[Data extracted from a collection]

---------------

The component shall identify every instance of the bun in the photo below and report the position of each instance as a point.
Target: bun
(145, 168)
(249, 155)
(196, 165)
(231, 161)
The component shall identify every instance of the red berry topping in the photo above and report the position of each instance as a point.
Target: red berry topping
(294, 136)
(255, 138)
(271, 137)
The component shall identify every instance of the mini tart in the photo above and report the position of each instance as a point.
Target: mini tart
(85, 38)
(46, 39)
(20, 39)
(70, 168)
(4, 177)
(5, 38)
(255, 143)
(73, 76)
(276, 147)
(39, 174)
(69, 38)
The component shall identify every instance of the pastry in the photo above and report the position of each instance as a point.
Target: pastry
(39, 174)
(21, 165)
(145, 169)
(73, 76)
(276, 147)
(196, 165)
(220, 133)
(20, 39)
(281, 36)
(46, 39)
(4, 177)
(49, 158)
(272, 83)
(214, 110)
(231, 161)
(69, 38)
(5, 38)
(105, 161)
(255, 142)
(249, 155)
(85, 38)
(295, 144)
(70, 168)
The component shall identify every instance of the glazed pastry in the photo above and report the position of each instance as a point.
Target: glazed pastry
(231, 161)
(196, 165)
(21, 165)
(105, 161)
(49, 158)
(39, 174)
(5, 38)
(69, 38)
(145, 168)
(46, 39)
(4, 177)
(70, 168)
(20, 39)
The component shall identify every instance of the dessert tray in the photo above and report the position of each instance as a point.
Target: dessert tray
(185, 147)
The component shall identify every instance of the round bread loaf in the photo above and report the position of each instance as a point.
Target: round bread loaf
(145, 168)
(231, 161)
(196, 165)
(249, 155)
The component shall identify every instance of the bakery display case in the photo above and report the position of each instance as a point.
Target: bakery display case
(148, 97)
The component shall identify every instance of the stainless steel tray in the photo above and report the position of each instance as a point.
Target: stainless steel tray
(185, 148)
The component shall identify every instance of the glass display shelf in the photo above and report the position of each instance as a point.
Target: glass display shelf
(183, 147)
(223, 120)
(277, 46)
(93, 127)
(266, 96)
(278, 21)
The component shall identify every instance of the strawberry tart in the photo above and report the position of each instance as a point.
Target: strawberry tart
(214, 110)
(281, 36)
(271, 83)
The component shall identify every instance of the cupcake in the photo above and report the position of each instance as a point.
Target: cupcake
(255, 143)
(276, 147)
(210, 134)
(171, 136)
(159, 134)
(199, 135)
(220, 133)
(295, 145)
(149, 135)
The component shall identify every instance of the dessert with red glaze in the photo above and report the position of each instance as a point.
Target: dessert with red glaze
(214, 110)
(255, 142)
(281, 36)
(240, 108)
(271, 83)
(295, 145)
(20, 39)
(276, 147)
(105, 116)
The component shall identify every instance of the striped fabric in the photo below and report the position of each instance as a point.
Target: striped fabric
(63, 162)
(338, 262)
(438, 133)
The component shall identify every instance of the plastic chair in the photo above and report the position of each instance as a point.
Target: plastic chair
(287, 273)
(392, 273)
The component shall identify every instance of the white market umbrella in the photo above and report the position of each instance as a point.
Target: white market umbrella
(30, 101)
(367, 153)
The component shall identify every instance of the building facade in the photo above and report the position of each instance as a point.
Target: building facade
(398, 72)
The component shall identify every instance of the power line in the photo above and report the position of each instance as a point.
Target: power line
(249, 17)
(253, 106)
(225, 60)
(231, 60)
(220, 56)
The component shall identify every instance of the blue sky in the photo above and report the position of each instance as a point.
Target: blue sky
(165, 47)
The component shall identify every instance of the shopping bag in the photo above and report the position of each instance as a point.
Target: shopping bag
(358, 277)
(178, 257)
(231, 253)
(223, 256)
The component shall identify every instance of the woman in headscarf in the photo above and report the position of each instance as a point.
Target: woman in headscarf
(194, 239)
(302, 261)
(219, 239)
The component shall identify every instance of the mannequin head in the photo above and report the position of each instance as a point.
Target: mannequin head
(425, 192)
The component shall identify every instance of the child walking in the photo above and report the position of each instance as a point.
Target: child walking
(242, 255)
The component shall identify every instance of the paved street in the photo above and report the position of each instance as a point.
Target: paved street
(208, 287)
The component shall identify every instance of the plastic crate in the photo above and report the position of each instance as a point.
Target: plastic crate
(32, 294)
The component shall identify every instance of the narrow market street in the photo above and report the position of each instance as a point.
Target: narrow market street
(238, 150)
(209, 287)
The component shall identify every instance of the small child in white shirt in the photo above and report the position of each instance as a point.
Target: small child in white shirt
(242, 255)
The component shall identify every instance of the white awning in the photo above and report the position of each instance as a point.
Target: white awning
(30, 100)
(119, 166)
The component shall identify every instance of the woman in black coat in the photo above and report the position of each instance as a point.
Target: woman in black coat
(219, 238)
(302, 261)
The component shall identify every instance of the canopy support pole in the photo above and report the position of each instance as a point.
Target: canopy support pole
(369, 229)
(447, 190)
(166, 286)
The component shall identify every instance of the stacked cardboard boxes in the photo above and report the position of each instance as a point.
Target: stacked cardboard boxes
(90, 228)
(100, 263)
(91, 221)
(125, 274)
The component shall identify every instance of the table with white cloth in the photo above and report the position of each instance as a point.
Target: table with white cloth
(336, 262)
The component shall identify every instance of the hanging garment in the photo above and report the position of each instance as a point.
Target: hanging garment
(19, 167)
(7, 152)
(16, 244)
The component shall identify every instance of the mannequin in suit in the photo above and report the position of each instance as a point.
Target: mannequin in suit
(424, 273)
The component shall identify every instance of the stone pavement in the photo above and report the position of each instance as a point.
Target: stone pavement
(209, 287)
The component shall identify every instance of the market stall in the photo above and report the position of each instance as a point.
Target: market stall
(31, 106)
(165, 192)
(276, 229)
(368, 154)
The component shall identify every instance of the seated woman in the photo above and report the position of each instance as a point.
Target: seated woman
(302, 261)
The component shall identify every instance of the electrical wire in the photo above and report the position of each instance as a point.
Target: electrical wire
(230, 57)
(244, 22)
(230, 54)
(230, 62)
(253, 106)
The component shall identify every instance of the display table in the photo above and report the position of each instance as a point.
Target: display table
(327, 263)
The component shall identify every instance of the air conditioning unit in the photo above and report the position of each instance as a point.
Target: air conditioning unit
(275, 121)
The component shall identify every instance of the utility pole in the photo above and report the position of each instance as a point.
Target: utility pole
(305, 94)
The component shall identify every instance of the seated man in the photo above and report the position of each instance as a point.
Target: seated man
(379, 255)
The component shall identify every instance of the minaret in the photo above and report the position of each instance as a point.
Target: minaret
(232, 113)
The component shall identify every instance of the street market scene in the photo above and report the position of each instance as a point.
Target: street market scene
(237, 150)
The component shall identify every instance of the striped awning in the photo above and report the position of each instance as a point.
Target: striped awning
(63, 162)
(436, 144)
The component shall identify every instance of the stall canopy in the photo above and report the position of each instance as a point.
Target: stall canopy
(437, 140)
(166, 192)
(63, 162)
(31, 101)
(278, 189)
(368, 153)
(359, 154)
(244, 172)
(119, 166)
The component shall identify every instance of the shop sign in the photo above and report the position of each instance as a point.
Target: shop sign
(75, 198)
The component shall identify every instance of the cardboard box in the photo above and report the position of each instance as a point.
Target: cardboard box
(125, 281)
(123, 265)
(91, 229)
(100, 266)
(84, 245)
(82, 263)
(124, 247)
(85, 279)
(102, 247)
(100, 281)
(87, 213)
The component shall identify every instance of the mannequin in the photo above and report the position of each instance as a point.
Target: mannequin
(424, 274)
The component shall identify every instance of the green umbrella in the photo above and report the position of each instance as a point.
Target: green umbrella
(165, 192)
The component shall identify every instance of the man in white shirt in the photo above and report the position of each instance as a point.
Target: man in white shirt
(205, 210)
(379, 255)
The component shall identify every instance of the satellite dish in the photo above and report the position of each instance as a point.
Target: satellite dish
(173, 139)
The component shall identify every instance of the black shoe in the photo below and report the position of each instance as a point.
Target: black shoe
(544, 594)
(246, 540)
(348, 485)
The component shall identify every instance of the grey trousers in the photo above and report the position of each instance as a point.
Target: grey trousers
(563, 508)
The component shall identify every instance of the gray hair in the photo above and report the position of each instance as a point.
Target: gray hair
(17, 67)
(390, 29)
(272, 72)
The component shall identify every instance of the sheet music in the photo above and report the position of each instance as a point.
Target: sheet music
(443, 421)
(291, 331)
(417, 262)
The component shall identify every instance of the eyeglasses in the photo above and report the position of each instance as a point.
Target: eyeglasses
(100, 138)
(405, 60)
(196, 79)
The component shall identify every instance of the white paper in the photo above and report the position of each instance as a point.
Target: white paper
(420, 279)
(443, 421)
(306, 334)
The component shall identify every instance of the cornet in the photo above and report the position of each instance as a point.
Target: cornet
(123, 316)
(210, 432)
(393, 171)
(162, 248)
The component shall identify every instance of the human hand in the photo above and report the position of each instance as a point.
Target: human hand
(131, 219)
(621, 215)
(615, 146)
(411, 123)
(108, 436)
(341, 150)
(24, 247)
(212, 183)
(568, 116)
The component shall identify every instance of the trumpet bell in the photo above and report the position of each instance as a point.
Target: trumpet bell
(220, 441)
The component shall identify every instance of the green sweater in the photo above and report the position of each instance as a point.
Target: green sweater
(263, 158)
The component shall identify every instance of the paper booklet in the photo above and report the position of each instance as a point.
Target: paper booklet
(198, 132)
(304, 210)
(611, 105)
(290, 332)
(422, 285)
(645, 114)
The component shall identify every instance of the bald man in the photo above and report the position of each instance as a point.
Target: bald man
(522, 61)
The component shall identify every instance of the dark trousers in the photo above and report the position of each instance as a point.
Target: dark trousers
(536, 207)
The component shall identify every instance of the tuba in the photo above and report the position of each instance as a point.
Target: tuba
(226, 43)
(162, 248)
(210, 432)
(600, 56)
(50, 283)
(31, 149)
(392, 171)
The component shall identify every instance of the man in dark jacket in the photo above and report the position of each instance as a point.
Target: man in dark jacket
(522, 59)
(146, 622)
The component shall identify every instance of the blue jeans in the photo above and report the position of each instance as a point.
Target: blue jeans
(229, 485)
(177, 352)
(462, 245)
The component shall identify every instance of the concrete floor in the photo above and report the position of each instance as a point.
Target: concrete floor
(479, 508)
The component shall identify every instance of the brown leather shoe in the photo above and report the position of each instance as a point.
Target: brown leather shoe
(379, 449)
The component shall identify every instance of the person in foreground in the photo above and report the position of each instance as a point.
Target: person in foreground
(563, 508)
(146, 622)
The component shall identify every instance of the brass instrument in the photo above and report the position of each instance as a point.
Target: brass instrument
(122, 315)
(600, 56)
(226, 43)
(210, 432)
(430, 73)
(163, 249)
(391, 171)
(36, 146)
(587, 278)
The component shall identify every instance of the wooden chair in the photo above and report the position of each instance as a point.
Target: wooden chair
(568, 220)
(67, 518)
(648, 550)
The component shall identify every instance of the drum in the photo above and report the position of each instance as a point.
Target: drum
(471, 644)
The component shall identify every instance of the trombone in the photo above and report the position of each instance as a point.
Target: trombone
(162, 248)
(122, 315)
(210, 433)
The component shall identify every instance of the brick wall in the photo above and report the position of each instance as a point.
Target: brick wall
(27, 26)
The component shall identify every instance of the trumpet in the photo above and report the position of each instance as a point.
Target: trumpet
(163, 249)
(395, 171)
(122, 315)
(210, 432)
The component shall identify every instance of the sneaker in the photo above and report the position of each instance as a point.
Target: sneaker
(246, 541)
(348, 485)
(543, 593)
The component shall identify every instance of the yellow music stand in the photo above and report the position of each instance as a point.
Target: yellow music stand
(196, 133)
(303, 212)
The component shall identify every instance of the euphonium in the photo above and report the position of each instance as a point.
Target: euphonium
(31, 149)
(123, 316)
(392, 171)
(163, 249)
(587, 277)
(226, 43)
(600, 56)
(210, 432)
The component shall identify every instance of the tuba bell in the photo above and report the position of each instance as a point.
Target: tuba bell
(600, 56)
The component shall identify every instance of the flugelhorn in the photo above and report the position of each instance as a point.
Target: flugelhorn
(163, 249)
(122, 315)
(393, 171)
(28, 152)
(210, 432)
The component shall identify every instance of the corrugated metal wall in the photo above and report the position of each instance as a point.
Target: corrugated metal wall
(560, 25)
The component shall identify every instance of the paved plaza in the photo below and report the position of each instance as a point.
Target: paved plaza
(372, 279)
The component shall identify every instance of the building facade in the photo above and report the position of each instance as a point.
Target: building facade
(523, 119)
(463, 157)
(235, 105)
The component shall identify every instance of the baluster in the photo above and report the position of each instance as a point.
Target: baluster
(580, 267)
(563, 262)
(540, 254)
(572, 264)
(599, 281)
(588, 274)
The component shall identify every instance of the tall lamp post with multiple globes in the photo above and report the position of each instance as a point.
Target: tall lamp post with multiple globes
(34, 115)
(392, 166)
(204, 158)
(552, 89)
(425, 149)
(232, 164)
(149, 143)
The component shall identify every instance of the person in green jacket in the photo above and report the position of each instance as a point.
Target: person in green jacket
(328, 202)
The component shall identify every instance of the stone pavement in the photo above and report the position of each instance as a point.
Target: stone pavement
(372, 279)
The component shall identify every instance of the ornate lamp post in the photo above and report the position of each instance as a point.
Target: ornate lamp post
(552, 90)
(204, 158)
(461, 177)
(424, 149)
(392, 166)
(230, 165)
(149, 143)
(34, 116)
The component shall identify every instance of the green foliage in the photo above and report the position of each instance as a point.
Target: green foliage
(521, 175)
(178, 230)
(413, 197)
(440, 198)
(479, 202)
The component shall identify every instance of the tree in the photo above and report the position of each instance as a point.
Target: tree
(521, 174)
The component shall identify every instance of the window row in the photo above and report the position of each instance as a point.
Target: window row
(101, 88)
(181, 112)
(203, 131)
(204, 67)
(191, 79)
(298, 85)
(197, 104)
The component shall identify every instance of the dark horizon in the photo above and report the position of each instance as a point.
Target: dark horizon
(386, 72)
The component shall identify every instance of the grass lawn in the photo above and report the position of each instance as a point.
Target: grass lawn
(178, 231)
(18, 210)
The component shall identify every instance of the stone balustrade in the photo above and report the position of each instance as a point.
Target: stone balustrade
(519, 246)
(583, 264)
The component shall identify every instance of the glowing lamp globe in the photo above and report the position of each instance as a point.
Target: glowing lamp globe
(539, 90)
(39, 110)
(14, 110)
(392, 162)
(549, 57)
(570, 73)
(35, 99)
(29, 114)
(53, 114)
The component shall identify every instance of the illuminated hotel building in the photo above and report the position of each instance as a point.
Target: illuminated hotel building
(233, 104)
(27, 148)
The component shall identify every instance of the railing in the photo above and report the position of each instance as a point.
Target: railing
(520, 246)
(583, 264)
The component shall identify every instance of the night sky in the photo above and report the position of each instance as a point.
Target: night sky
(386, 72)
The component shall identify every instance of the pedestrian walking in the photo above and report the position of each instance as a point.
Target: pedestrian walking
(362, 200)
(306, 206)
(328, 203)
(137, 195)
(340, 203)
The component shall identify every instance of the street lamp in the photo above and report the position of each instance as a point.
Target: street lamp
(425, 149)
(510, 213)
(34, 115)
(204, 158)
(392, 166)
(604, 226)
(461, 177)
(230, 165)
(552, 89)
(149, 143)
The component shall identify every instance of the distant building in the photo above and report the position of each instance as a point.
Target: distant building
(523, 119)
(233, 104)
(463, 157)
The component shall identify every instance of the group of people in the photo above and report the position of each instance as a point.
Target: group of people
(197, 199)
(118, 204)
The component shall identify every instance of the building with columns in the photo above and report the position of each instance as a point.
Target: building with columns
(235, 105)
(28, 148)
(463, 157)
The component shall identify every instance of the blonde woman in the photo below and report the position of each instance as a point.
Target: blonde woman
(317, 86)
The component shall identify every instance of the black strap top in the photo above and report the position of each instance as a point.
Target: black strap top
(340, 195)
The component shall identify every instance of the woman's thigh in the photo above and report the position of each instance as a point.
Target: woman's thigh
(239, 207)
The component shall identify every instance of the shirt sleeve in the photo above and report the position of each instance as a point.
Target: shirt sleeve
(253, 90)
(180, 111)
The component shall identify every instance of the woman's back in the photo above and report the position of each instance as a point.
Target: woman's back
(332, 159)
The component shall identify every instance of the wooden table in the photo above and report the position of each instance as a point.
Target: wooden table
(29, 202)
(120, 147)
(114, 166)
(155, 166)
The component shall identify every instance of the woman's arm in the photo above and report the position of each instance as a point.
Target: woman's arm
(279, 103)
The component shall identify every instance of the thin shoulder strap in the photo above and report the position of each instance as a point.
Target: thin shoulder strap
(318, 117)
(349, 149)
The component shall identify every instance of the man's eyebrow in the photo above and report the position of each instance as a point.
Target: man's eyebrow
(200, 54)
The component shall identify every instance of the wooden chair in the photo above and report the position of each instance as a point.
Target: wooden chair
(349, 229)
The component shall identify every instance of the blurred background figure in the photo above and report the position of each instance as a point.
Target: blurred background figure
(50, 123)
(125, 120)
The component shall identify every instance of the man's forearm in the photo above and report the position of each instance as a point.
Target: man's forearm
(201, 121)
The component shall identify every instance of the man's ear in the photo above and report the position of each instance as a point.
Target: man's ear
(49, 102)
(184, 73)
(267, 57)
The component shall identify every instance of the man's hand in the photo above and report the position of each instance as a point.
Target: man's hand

---------------

_TASK ITEM_.
Nothing should be returned except the lines from the first line of the data above through the line with "The component shall identify every instance of the pastry", each one exact.

_THE COMPLETED TASK_.
The component shall identify every instance of the bun in the photo below and report the position of each instance as a point.
Target: bun
(145, 168)
(249, 155)
(196, 165)
(231, 161)
The component shall identify every instance of the red berry topping in the photo above and report the position of each instance as a point.
Target: red berry topping
(294, 136)
(255, 138)
(271, 137)
The component shall identify every instance of the mini tart in the photo above and report the position of each instance as a point.
Target: mini tart
(85, 38)
(46, 39)
(20, 39)
(70, 168)
(4, 177)
(5, 38)
(255, 143)
(73, 76)
(276, 147)
(39, 174)
(69, 38)
The component shall identify every instance of the pastry in the photo above and report the position of each instance as a point.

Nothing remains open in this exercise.